# STATED PROBLEM
Can you rewrite the stretch from the start of the listing through the line containing "114L17 114L15 115L15", putting "rose blossom" wherever "geranium flower" appears and leaving everything else as it is?
######
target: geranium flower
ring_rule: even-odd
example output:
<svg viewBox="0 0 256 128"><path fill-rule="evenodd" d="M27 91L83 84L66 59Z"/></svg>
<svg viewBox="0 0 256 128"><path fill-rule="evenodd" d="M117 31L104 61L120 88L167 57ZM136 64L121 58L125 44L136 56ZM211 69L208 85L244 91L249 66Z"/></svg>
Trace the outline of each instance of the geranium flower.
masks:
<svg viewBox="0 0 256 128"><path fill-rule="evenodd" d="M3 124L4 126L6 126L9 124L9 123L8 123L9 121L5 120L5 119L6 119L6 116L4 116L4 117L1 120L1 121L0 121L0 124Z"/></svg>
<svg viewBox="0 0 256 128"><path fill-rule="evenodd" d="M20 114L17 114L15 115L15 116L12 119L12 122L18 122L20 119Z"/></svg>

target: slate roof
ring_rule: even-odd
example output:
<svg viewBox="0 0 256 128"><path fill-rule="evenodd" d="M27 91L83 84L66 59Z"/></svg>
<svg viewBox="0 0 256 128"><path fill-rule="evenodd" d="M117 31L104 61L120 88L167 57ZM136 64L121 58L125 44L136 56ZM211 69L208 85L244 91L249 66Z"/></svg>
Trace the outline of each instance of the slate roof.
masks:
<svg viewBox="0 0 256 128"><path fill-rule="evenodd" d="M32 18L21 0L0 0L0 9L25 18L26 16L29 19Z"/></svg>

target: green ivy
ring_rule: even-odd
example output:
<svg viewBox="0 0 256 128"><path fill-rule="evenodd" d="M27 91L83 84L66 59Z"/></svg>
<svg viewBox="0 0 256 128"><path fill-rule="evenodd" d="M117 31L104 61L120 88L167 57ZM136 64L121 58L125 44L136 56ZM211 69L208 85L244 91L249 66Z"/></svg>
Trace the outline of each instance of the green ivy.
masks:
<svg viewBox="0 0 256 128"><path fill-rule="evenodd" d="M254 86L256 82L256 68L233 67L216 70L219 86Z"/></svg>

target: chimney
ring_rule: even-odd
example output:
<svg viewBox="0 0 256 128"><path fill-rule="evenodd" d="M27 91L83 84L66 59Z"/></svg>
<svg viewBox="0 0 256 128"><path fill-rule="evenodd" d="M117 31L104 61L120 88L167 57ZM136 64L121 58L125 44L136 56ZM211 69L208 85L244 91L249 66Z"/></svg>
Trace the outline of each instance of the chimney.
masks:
######
# COMPLETED TASK
target: rose blossom
ring_rule: even-odd
example output:
<svg viewBox="0 0 256 128"><path fill-rule="evenodd" d="M27 91L83 84L66 59Z"/></svg>
<svg viewBox="0 0 256 128"><path fill-rule="evenodd" d="M117 31L104 61L120 88L167 57ZM136 64L121 58L125 44L136 56ZM211 69L208 85L244 91L249 66Z"/></svg>
Trace the outline of each instance of the rose blossom.
masks:
<svg viewBox="0 0 256 128"><path fill-rule="evenodd" d="M3 124L4 126L6 126L9 124L9 123L8 123L9 121L5 120L5 119L6 119L6 116L4 116L4 117L1 120L1 121L0 121L0 124Z"/></svg>
<svg viewBox="0 0 256 128"><path fill-rule="evenodd" d="M20 114L17 114L15 115L15 116L12 119L12 122L18 122L20 119Z"/></svg>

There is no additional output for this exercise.